(TASK SET)
1. Translate this sentence from the homeschooling article into Spanish: "We don’t need to discuss how this came about."
2. Continue the article on homeschooling and default settings in education from the point where it stops.

(PAGE EXTRACT)
Correcting Default Settings in Education

by | Homeschooling | 0 comments

Question from one of our readers

Our oldest son (in fifth grade) has been anxious about public school from the time he started kindergarten, so now we are thinking about homeschooling him. Our youngest son (in third grade) loves school and is at the top of his class, so we’re leaving him there. This seems to make sense to us, but we’d like your opinion. J.B.

In our culture, government school has somehow become the default setting for education, while homeschooling is considered an alternative for special situations. We don’t need to discuss how this came about. We only need to determine whether these default settings should be changed. We suggest that these settings should be reversed, particularly for Christians. Consider the following observations:

A. Ten reasons for avoiding the government school experience:

1. The Scriptures give authority for the education of children to their parents. Biblically thinking, the government has no original jurisdiction in the matter. The more we participate in activities outside of God’s order, the more we empower these activities while we weaken God’s cause.

(GIVEN RECORDS)
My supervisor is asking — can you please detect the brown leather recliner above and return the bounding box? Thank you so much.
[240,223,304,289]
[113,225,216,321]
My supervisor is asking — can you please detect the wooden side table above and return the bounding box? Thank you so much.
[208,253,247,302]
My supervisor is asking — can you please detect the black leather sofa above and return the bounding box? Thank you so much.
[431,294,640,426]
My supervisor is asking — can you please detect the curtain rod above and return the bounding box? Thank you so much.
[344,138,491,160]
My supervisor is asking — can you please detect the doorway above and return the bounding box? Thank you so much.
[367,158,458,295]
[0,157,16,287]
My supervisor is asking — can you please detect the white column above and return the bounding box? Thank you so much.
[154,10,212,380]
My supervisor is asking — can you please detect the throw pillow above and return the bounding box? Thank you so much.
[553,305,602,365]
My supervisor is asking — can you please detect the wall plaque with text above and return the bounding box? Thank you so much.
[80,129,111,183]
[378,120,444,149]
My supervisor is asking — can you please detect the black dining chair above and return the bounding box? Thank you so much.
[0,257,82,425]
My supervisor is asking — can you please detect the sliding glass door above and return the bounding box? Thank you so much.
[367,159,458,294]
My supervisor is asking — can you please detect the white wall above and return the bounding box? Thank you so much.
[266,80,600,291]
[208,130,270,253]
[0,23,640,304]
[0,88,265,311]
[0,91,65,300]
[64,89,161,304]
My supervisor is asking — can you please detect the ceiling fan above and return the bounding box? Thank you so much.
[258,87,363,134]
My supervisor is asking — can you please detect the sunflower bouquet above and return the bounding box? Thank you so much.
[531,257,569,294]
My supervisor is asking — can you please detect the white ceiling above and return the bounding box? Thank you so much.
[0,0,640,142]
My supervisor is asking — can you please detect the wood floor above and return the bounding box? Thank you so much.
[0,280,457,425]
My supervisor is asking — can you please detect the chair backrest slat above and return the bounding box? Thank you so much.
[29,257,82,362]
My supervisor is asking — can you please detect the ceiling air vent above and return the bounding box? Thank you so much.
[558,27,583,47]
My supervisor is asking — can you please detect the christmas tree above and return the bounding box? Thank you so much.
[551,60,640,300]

(PER-TASK ANSWERS)
1. No necesitamos discutir cómo llegó a ser así.

2.
2. The God-less curriculum inculcates the habit of ignoring God in everything all day long.
3. The curriculum often omits important facts and includes distortions, and falsehoods.
4. Children are expected to absorb humanist, socialist, and other philosophies in order to do well in class and to be accepted by the students and teachers.
5. Children are continually exposed and subjected to an environment of worthless language and habits.
6. Children are subjected to psychological testing, labeling, and treatment, often without parental knowledge or over parental objections.
7. Children are instructed in perverse lifestyles which are treated either positively or “neutrally” in the curriculum. (Neutrality toward perversion amounts to passive advocacy.)
8. Children are threatened by physical abuse and violence at alarming levels even with the day-long presence of law enforcement officials.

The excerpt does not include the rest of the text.